■ **ITEMS**:
----------
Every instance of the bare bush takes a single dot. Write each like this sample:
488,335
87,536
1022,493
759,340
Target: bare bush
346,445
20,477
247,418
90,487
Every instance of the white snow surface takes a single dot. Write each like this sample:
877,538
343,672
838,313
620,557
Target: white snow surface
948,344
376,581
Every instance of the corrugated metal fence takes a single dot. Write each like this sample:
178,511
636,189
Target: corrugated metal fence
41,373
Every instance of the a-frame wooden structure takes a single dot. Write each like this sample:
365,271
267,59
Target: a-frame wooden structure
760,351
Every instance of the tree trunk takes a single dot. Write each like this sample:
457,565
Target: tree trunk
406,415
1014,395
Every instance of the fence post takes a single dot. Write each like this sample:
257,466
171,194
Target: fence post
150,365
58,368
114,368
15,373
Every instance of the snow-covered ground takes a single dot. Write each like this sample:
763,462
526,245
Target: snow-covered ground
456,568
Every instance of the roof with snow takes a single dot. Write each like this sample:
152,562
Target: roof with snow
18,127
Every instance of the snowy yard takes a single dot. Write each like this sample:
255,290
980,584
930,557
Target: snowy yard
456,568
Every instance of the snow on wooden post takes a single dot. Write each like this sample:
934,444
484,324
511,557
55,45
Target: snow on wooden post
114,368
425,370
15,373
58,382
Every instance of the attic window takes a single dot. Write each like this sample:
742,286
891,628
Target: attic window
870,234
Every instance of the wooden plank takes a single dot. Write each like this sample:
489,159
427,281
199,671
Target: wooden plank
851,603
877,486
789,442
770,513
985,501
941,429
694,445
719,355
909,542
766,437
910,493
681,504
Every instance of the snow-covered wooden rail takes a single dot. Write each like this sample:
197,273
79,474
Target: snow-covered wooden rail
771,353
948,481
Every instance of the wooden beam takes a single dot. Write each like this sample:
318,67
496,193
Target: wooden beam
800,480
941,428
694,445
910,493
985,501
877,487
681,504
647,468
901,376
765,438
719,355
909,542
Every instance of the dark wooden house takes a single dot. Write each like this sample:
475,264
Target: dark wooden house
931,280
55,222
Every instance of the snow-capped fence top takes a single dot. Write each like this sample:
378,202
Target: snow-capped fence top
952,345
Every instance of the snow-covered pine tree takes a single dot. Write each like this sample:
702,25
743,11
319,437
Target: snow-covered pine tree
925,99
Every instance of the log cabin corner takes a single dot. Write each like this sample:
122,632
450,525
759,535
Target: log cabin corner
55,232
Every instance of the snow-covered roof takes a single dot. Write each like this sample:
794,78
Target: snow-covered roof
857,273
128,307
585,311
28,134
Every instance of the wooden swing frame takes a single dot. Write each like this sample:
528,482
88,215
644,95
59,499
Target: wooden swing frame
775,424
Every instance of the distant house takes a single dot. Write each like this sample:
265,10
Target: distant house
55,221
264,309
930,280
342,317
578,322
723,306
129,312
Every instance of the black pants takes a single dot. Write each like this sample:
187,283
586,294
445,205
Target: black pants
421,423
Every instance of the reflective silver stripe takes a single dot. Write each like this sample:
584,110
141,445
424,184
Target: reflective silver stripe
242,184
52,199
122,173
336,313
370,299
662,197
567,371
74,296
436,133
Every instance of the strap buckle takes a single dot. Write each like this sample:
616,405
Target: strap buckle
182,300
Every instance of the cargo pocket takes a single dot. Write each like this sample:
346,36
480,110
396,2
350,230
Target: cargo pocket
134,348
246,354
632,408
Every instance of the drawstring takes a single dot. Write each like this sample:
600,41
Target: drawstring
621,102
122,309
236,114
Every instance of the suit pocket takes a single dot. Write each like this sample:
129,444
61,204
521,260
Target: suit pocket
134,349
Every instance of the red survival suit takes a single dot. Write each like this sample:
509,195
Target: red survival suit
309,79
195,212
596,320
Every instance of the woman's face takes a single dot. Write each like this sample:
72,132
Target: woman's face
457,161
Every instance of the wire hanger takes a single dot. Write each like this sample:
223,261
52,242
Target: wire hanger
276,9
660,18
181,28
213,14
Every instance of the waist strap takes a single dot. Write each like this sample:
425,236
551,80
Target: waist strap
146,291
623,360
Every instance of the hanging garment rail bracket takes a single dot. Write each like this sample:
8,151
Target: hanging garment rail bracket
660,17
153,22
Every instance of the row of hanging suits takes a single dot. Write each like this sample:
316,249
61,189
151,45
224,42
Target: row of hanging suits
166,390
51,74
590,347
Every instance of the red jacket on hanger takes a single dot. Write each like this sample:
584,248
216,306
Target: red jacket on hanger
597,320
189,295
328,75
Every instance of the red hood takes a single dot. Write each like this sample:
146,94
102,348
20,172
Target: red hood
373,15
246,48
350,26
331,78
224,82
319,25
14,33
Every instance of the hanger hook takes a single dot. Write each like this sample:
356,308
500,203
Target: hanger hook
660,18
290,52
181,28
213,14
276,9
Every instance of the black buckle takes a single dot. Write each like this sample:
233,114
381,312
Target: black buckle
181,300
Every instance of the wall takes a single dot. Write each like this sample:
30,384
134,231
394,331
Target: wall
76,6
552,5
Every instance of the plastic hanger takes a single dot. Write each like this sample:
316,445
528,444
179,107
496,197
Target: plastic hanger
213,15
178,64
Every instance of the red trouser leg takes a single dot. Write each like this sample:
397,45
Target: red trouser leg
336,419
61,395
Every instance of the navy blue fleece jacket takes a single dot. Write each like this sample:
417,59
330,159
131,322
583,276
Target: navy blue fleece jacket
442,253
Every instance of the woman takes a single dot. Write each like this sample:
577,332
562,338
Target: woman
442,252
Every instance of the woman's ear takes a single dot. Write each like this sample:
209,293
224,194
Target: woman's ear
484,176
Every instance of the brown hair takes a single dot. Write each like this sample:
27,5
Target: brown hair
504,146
----------
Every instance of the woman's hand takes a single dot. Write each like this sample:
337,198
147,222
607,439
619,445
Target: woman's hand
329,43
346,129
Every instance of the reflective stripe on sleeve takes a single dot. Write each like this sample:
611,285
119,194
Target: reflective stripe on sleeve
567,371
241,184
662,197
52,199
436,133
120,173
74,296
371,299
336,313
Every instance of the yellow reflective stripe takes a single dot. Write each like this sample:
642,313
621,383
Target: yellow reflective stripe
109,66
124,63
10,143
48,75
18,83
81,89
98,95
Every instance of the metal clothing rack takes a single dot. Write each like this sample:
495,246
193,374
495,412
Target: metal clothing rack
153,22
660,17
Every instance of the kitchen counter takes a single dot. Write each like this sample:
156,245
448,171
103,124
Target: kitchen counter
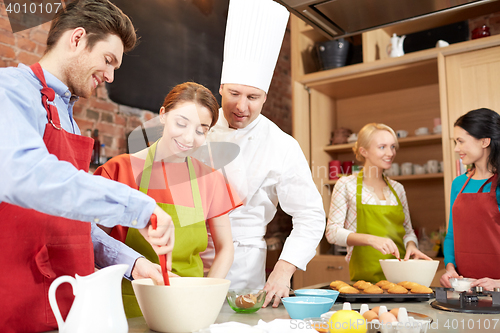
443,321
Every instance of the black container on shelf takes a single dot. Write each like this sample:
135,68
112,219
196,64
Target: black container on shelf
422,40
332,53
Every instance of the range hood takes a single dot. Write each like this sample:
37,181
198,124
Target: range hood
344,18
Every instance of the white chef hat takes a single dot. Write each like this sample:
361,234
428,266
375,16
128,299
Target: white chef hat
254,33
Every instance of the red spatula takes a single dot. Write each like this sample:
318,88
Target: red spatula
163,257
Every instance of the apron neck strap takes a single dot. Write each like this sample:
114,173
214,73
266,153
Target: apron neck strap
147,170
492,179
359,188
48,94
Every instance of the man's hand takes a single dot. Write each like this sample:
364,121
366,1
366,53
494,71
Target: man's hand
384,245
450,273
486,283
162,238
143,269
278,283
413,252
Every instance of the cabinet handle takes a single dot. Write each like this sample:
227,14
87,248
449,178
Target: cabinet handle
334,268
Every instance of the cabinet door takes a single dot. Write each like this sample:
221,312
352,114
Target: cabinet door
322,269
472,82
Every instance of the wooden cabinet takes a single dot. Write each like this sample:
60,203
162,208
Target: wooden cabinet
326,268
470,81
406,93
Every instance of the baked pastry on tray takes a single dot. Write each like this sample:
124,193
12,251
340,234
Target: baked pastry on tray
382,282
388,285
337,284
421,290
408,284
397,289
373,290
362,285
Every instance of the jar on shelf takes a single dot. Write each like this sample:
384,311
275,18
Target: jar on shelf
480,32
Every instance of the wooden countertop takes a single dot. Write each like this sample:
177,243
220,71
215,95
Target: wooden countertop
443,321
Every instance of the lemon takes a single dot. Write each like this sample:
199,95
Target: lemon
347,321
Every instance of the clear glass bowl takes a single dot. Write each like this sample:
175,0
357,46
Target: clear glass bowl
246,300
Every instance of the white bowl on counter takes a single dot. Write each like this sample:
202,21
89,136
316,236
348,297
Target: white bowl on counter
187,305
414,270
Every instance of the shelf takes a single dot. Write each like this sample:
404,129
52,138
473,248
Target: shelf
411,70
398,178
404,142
----------
■ **YOUR TASK**:
How many rows above contain the string "surface"? Reply with the number only.

■ **EXPECTED ANSWER**:
2